→ Task to carry out:
Retype the material below exactly, from the line containing "TARGET: metal pole" through the end of the material.

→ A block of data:
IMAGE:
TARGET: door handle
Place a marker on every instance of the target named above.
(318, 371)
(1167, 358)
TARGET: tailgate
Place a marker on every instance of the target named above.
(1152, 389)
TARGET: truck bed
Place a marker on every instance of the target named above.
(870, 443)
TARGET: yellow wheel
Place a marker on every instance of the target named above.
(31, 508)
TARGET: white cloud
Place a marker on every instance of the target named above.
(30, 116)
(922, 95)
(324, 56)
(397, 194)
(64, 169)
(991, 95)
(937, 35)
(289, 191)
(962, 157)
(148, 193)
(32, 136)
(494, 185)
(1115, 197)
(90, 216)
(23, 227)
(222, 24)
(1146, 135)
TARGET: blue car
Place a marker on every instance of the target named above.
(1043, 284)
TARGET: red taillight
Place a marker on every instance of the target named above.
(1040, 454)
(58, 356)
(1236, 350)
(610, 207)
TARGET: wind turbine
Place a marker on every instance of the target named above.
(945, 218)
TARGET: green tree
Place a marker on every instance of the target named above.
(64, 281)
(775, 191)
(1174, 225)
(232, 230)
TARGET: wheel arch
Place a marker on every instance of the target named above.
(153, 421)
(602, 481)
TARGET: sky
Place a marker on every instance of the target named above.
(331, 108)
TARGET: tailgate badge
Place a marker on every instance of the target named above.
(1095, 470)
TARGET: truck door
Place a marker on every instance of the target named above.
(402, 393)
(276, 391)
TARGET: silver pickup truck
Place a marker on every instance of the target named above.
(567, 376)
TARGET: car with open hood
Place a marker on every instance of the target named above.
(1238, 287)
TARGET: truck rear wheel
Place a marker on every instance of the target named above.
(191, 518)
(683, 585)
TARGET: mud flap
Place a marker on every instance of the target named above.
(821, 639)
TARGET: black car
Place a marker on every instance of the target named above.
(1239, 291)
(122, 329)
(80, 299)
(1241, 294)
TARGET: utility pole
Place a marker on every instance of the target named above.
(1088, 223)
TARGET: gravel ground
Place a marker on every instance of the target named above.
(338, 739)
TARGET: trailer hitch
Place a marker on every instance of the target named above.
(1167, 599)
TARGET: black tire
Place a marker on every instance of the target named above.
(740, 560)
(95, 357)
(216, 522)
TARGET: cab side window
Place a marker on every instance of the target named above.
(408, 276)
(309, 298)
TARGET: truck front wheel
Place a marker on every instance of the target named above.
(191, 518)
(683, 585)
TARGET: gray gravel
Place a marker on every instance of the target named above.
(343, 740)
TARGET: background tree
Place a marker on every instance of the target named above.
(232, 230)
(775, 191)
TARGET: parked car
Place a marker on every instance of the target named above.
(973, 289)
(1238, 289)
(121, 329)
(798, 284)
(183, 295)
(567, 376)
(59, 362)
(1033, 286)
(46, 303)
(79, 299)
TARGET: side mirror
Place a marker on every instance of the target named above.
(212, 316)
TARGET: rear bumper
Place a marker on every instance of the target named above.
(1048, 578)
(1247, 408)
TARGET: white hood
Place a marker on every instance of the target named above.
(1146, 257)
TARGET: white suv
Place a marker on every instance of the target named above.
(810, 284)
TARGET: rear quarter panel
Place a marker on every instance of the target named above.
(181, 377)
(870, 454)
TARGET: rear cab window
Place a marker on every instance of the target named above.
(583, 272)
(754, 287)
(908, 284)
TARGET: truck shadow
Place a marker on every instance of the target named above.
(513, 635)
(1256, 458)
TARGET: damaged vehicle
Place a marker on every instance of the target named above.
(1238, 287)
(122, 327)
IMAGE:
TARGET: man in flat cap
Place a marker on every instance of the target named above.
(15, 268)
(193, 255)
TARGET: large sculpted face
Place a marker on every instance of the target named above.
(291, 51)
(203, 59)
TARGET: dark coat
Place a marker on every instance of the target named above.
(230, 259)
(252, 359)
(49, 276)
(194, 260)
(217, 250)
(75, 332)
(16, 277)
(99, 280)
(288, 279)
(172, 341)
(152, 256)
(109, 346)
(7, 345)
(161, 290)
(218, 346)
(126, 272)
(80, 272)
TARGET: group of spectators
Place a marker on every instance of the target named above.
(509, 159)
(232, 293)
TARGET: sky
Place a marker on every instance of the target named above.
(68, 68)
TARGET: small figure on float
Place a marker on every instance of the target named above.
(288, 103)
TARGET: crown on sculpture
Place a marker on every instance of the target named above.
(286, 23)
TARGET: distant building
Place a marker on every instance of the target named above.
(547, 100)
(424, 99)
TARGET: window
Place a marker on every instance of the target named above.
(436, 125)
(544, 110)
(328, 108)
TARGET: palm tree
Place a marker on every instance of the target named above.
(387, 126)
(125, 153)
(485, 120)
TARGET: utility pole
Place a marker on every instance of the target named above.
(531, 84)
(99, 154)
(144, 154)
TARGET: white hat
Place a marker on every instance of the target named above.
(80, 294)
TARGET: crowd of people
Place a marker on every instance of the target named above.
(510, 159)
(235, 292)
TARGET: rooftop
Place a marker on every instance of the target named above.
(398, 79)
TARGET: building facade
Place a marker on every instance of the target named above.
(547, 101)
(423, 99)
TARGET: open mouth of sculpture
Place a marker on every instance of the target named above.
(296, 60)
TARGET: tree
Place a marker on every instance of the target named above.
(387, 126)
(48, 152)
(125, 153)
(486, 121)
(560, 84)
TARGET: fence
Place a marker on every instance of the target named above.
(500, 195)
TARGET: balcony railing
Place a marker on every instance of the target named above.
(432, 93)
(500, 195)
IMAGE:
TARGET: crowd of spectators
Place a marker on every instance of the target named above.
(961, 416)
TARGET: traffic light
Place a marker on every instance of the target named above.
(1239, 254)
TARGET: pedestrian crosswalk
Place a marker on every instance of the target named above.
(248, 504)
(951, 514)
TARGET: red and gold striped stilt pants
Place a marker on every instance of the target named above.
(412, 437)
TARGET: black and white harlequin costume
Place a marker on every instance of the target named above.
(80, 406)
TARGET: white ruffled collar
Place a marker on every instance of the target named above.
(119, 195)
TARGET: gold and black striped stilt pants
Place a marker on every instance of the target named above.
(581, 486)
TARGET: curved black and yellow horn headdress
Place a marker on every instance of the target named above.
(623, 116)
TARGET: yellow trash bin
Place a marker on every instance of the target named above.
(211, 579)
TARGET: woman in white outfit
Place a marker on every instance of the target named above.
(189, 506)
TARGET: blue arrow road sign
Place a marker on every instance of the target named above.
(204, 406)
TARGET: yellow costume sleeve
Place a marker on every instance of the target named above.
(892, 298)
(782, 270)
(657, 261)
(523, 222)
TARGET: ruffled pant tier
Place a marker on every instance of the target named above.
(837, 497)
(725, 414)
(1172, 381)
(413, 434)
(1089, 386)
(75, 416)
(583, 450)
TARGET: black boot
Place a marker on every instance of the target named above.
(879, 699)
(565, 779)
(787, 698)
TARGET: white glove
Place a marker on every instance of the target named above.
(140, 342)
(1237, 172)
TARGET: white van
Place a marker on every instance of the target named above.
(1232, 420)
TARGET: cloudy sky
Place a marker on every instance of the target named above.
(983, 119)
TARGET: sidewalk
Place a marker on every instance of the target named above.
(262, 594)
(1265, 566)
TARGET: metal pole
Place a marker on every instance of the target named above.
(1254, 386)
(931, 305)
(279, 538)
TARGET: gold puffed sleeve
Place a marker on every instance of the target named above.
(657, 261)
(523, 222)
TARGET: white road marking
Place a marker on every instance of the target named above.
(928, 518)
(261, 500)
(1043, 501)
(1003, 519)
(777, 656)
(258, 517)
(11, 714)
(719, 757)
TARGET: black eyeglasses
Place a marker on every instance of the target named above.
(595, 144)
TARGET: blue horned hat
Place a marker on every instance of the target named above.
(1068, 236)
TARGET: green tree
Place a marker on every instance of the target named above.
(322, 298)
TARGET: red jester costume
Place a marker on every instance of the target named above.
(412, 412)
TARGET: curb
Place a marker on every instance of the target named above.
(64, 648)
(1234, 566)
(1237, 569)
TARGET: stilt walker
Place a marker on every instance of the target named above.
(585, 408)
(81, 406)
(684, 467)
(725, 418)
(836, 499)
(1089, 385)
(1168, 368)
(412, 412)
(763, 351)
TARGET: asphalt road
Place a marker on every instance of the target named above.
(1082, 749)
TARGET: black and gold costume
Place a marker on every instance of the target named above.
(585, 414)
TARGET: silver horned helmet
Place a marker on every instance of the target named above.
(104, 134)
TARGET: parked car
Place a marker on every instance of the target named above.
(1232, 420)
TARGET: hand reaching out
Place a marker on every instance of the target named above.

→ Result of this task:
TARGET: metal pole
Place a marker on every instance of the target named above.
(1254, 386)
(931, 305)
(279, 538)
TARGET: gold puffed sleeve
Place a marker on every instance of the target named above.
(657, 261)
(523, 222)
TARGET: white road marking
Place a marker on every instance of the target named above.
(928, 518)
(261, 500)
(1043, 501)
(1003, 519)
(777, 656)
(258, 517)
(11, 714)
(719, 757)
TARGET: black eyeglasses
Place a marker on every instance of the target named above.
(595, 144)
TARGET: blue horned hat
Place a marker on every instance of the target named above.
(1068, 236)
TARGET: green tree
Place a marker on every instance of the target named above.
(322, 298)
TARGET: red jester costume
Place a marker on every instance of the target named above.
(412, 412)
TARGET: curb
Place a marker on every instance of the target named above.
(64, 648)
(1234, 566)
(1237, 569)
TARGET: stilt walker
Place a marker on every instance of the target named above.
(585, 408)
(81, 406)
(684, 467)
(725, 418)
(836, 499)
(1089, 385)
(1168, 368)
(412, 412)
(763, 351)
TARGET: asphalt road
Place a marker on every instance of the target named above.
(1082, 749)
TARGET: black and gold costume
Place a marker on every instance of the target named above.
(585, 414)
TARGET: silver horned helmet
Place a marker on every instance of the target named above.
(104, 134)
TARGET: parked car
Place a marker on every instance of the target named above.
(1232, 420)
TARGET: hand reaching out
Place a marker on every instance of the target named above.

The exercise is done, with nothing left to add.